*** Opening of Records to process ***
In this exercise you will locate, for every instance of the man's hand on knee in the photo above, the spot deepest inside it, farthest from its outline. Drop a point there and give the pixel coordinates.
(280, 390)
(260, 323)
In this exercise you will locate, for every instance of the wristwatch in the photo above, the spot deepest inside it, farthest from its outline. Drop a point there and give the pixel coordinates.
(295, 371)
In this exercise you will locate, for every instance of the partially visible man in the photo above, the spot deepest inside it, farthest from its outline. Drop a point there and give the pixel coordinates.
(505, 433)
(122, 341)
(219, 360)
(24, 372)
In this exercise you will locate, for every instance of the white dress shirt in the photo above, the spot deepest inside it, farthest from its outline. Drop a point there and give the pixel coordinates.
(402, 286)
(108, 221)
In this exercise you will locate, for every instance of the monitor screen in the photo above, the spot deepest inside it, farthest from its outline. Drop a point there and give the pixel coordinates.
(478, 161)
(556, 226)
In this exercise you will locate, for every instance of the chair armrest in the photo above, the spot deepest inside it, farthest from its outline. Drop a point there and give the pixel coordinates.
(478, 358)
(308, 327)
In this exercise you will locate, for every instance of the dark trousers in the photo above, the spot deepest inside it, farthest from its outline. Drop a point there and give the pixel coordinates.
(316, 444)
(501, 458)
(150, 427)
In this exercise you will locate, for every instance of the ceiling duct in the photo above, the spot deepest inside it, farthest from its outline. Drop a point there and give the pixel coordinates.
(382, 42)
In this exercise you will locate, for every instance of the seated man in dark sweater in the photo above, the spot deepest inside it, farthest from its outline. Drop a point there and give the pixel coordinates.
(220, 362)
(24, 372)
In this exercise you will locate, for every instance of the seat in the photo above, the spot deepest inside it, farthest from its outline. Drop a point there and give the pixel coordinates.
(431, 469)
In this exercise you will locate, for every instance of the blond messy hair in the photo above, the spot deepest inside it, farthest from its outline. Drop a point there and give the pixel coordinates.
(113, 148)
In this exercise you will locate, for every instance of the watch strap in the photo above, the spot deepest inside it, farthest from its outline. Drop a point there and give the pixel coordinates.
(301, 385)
*** Close of Records to process ***
• Your task
The answer must be the lines from the one containing "of the ceiling" through the last line of the records, copied exactly, with nothing else.

• Your response
In this exercise you will locate, for every instance of the ceiling duct in the photo above, the spot deepest inside it, farthest from its outline. Drop a point there and give the pixel coordinates.
(382, 42)
In this exercise you will locate, for every instance of the seated man in dark sweater in the photo above, the spot deepest inside it, farthest from its outline. Drop a point there and give the pixel coordinates.
(220, 362)
(24, 372)
In this exercise you will locate, for every instance of the seat in the photo above, the spot deepest inside it, farthest from its outline. Drop a point there and give the pixel coordinates.
(431, 469)
In this exercise you will locate, for every instance of the blond messy hair in the photo above, the spot deepest inside it, farthest from its outline. Drop a point there and give the pixel coordinates.
(113, 148)
In this exercise you will locate, for every instance of the watch strap in the photo above, the spot deepest inside it, farthest from its outline. Drop a point there and give the pixel coordinates.
(301, 385)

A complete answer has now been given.